TASK DETAILS: Using the data below, return all lines in which "lane" appears.

++++ EXERCISE DATA ++++

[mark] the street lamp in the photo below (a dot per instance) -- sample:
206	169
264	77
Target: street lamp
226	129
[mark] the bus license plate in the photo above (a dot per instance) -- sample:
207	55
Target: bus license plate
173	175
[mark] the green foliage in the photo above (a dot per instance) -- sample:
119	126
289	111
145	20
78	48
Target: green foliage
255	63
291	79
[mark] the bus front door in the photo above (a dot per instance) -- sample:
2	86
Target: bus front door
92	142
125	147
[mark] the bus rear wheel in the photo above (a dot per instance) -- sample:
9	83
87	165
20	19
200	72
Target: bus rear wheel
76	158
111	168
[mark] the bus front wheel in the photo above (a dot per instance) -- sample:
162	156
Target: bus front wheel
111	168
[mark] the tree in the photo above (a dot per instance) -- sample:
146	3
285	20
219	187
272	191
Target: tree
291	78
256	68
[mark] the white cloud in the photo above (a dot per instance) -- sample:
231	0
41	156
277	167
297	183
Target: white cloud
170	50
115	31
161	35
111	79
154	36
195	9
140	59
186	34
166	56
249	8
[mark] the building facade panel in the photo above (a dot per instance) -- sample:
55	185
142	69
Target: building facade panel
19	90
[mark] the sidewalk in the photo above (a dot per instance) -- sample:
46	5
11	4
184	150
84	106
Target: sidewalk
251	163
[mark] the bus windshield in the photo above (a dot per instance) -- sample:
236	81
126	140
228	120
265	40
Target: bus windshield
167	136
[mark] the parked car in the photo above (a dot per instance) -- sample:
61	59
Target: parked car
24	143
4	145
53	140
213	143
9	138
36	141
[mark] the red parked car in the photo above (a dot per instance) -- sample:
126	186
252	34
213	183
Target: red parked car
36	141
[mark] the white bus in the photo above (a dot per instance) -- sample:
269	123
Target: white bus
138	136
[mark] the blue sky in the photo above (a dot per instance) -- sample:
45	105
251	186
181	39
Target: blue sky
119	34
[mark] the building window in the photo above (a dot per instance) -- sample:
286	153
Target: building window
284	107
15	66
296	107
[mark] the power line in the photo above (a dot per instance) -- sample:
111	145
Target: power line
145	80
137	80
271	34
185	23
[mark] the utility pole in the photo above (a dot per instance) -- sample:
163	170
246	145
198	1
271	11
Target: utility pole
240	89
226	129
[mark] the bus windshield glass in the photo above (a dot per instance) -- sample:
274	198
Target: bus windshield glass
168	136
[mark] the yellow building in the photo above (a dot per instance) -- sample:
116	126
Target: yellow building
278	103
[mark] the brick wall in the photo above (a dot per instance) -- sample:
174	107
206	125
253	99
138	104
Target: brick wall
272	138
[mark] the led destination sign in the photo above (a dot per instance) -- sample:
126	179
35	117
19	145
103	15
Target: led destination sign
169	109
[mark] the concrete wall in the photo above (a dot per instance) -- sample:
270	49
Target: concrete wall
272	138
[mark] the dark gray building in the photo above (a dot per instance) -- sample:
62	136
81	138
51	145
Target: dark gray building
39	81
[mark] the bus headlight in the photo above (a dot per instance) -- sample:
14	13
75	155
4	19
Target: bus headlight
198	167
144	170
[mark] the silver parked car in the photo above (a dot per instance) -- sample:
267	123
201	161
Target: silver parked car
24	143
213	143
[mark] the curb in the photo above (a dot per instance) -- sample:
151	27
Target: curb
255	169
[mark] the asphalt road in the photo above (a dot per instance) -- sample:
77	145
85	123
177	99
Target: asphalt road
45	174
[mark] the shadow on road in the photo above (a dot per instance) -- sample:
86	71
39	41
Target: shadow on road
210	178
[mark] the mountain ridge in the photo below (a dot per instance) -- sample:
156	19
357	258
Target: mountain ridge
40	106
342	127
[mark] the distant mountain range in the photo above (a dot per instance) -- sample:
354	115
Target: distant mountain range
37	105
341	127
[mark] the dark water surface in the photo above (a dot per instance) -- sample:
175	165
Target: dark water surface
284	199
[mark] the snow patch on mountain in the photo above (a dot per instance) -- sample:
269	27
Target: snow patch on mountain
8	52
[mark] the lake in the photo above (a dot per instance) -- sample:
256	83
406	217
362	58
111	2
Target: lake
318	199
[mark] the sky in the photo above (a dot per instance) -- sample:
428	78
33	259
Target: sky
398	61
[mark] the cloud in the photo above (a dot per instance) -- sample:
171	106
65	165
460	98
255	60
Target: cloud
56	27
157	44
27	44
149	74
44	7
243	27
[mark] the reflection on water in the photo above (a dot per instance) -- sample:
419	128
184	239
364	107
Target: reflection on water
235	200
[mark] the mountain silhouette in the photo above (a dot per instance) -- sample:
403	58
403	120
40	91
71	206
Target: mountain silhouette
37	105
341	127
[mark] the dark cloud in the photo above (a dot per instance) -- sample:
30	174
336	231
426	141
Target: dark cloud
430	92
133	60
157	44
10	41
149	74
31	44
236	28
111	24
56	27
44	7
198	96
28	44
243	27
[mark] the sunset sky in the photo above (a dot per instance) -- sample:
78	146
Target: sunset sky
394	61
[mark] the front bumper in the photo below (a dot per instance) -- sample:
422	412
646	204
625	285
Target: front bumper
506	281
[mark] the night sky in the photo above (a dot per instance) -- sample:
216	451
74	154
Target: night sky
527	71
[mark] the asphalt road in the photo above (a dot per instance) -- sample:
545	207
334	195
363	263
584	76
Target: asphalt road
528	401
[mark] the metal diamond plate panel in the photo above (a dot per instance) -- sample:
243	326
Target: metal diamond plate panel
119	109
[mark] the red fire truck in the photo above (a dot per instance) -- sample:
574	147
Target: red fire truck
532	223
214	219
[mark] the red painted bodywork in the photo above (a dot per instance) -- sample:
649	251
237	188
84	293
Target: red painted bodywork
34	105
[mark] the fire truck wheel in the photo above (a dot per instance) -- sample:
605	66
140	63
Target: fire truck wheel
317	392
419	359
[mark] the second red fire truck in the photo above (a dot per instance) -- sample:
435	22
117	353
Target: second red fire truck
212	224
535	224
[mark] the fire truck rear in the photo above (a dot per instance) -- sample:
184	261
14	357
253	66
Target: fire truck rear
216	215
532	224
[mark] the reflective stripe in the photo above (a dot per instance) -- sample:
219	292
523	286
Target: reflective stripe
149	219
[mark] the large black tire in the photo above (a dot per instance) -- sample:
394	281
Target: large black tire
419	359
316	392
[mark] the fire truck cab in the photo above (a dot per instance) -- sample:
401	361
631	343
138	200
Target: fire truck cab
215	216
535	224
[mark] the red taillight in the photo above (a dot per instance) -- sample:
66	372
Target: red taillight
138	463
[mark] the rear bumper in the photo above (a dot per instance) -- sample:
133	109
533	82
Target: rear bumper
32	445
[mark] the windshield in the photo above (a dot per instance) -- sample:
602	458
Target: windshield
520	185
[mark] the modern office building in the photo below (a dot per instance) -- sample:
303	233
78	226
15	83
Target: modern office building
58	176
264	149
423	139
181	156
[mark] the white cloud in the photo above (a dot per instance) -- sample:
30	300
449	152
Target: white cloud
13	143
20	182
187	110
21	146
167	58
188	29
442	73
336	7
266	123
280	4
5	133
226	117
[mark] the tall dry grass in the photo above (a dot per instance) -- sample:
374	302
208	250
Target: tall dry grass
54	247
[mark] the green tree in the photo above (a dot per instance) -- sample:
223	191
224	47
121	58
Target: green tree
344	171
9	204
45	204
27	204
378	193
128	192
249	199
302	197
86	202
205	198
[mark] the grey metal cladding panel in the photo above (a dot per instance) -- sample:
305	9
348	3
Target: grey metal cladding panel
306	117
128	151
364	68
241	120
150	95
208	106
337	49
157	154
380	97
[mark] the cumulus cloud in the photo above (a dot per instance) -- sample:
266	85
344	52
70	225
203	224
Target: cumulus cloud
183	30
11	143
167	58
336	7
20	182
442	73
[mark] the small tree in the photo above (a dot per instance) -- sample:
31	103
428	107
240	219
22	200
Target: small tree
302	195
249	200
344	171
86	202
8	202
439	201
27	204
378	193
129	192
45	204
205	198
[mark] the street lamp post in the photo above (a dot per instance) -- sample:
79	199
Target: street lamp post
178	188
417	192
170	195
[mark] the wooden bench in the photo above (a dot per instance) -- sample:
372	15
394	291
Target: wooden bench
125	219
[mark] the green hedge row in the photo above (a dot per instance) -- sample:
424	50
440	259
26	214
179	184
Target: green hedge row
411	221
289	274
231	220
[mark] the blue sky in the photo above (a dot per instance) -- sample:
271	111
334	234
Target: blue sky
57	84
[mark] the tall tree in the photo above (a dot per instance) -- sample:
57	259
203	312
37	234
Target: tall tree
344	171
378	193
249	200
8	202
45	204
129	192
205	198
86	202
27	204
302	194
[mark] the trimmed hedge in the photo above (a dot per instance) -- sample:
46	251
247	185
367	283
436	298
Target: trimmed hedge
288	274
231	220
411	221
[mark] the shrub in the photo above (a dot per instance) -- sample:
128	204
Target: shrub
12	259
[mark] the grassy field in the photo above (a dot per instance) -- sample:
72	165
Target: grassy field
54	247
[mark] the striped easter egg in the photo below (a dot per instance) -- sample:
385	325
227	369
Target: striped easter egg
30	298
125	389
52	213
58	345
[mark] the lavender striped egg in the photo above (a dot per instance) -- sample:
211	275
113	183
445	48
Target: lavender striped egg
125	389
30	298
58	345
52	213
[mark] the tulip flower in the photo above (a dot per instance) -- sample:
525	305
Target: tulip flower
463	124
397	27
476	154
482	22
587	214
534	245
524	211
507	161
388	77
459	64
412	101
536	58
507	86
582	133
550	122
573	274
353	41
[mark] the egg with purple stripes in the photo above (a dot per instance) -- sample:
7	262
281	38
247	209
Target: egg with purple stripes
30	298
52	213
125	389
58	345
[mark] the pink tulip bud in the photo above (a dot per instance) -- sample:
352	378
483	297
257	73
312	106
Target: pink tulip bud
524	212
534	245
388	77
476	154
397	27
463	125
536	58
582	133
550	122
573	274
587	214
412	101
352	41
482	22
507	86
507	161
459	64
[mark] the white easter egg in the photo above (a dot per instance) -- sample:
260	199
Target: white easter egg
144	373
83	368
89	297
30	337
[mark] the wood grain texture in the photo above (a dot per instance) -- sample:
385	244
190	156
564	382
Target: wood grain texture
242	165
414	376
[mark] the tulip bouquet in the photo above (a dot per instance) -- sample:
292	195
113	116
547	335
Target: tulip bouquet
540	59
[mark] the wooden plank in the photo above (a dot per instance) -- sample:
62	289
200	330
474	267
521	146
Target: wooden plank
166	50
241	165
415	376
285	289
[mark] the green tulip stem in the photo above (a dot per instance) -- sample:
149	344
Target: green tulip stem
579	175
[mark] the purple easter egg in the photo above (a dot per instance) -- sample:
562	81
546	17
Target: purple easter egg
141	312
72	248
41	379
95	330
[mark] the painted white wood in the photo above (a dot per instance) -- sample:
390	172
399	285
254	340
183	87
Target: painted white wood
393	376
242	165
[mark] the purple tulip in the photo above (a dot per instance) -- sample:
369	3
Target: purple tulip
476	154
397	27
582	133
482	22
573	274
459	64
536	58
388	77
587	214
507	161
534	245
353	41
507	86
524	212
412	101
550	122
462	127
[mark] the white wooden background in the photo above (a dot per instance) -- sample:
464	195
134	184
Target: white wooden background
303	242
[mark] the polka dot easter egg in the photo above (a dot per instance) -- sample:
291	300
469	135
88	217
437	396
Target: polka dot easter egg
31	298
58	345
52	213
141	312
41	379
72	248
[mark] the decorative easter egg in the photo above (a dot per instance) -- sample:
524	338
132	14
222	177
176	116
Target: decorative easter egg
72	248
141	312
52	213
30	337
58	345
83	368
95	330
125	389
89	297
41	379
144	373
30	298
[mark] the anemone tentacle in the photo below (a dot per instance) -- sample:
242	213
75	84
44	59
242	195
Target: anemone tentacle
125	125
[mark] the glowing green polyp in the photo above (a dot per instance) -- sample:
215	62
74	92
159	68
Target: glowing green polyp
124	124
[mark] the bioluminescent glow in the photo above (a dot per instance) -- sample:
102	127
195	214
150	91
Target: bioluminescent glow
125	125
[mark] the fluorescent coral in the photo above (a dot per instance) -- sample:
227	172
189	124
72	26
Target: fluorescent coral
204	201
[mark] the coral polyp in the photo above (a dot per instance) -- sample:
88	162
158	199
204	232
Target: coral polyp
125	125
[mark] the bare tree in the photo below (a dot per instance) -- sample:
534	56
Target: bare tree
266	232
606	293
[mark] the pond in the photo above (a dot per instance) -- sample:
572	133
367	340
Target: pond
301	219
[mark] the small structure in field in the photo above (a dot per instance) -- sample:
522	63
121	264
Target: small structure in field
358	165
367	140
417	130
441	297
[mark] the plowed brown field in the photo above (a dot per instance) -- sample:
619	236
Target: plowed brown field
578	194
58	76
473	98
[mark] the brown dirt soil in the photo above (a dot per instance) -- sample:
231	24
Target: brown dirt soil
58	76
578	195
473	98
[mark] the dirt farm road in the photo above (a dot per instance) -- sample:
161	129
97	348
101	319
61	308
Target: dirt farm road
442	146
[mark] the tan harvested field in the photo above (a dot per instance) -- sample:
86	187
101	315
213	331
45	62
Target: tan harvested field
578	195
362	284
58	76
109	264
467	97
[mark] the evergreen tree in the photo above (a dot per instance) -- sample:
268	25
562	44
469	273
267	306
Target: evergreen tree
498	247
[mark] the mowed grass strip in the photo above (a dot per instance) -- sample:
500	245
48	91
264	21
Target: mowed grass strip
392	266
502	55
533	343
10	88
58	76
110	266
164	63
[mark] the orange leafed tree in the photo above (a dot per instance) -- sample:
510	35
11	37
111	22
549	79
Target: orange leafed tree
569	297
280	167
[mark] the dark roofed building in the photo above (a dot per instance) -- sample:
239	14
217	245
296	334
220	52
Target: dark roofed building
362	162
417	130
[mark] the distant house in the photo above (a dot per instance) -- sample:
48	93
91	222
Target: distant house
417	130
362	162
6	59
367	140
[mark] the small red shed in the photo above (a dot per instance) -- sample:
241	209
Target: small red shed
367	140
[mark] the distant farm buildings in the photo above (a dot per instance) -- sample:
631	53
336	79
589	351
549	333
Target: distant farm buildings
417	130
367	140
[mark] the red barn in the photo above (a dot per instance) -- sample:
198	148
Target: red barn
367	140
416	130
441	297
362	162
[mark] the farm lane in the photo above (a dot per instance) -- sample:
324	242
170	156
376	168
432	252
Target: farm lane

++++

SOLUTION TO THIS PROBLEM:
[mark] the farm lane in the photo above (a dot per instance) -- sample:
Target: farm lane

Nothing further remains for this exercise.